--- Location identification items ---

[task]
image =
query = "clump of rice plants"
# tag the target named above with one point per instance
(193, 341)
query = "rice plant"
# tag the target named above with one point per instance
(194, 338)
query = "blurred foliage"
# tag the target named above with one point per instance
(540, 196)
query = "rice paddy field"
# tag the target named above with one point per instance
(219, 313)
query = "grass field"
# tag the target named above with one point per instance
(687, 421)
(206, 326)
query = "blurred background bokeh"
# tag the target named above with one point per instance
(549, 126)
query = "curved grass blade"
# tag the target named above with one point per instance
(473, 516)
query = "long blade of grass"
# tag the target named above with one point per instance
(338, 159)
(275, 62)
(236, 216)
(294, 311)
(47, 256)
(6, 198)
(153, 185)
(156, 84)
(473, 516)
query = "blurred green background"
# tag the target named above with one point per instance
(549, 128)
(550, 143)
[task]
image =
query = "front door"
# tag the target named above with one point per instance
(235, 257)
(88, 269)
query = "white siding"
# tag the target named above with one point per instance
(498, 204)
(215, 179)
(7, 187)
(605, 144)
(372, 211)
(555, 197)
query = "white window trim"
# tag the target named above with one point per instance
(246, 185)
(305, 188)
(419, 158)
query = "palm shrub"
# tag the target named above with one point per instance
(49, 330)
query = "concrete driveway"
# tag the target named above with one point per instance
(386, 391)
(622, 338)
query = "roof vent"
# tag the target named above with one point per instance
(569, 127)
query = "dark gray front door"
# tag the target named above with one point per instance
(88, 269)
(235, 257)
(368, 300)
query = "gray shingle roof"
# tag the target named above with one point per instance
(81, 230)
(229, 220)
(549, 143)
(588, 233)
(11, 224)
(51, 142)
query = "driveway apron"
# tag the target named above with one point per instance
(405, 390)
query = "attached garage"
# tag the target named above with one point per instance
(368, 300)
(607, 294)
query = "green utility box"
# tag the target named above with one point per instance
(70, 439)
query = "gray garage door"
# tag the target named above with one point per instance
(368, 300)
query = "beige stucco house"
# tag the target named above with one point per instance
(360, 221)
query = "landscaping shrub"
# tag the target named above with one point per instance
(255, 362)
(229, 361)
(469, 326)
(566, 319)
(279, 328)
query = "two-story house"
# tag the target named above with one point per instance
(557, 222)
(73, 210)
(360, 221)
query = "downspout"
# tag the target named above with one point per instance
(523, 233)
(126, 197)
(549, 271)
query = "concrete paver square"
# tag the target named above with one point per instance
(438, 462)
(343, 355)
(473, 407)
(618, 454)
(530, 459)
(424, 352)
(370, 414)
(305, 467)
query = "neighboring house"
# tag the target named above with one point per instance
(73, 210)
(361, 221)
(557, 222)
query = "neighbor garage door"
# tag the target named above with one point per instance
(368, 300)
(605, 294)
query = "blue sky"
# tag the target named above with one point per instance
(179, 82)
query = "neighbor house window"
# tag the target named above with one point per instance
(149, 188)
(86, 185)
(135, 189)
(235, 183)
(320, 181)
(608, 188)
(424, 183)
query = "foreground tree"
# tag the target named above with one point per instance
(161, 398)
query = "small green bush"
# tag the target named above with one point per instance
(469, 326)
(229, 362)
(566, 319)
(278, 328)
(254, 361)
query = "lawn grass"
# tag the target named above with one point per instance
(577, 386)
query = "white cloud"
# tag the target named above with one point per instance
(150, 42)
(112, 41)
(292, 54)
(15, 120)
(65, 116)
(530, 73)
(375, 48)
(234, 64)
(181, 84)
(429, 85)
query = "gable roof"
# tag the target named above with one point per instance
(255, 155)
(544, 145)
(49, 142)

--- STATED EXERCISE ---
Please state only how many lines in the items above contain the string "garage". Matches must have the same case.

--- SOLUTION ---
3